(Pointing and labeling listing)
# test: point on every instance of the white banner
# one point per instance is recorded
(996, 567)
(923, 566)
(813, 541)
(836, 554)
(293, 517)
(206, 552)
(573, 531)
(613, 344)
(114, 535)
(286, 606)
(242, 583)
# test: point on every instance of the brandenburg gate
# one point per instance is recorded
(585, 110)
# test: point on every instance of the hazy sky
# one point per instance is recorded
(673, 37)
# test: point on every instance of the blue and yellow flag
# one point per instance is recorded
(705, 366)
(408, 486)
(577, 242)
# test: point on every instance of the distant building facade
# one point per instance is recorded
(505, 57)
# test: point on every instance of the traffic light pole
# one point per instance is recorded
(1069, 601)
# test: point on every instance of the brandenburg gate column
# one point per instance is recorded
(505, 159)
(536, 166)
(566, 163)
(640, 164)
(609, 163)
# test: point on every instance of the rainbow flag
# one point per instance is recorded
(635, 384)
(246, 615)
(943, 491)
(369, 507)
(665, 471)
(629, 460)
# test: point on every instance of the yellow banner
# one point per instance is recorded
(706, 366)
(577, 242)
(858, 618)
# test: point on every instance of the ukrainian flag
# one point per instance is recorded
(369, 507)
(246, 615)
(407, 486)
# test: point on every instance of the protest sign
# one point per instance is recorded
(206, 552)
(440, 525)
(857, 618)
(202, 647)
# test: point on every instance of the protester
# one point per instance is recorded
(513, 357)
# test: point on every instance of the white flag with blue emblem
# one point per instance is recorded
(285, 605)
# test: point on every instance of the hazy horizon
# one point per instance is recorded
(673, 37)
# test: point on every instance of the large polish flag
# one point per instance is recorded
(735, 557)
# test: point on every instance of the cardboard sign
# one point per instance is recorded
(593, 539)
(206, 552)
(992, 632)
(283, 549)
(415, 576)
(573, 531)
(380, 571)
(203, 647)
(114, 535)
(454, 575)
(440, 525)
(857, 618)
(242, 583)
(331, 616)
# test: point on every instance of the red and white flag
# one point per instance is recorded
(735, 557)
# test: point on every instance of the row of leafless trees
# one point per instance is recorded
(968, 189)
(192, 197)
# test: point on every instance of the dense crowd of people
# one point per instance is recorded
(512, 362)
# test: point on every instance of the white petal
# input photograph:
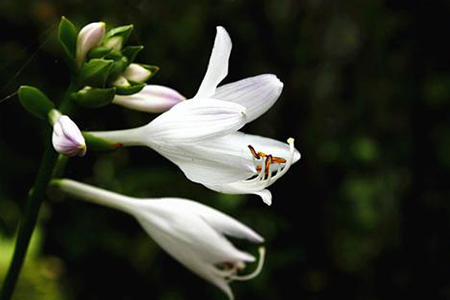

◆ **What you should do**
Which lines in the listing contain the word "flag", with case counting? Copy each of those lines.

◆ **Output for this exercise**
# test: point on every instance of the blue and yellow flag
# test: point on every instance of the rainbow flag
# test: point on every instance of the ukrainian flag
# test: point on every instance of the white flag with blue emblem
# test: point on every instance of the large polish flag
# test: point on every instance of the red and white flag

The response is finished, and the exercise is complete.